### SOURCE DOCUMENT

*****

High voltage semiconductor
High voltage semiconductors are semiconductor devices that can drive relatively high voltage potential to systems that require higher voltage of between five volts to several hundred volts.
 
IDM
Integrated Device Manufacturer.
 
Integrated circuit
An electronic circuit where all the elements of the circuit are integrated together on a single semiconductor substrate.
 
Interconnect
Conductive materials such as aluminum, doped polysilicon or copper that form the wiring circuitry to carry electrical signals to different parts of the chip.
 
I/O
Inputs/Outputs.
 
LCOS
Liquid Crystal On Silicon. A type of micro-display technology.
 
Logic device
A device that contains digital integrated circuits that perform a function rather than store information.

*****

### RAW DATA
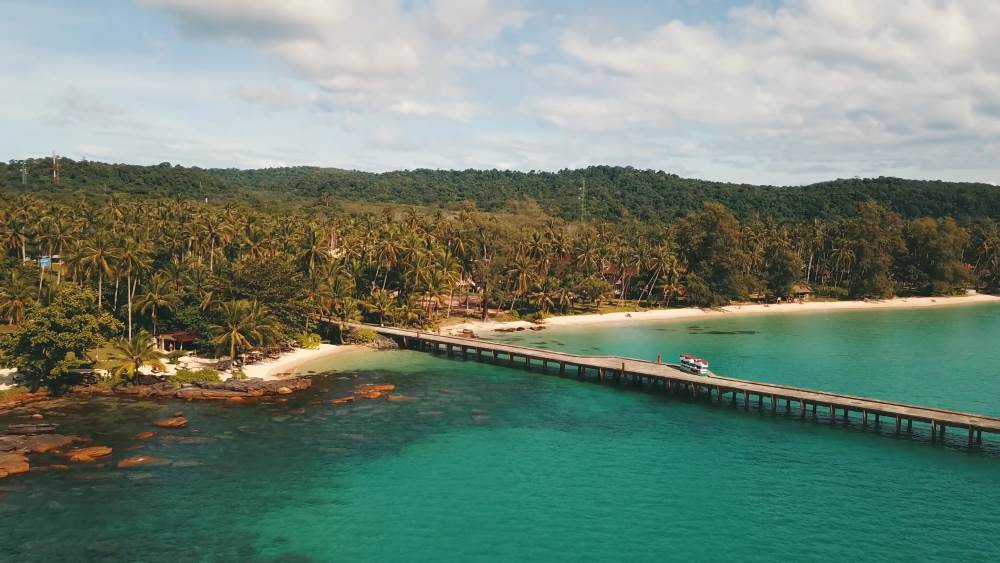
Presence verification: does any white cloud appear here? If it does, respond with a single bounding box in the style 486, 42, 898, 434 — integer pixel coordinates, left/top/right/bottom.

*****

Write out the passage of the semiconductor glossary that begins at "Interconnect" and stops after "of the chip.", changing "aluminum" to "tungsten".

### WRITTEN SOLUTION
Interconnect
Conductive materials such as tungsten, doped polysilicon or copper that form the wiring circuitry to carry electrical signals to different parts of the chip.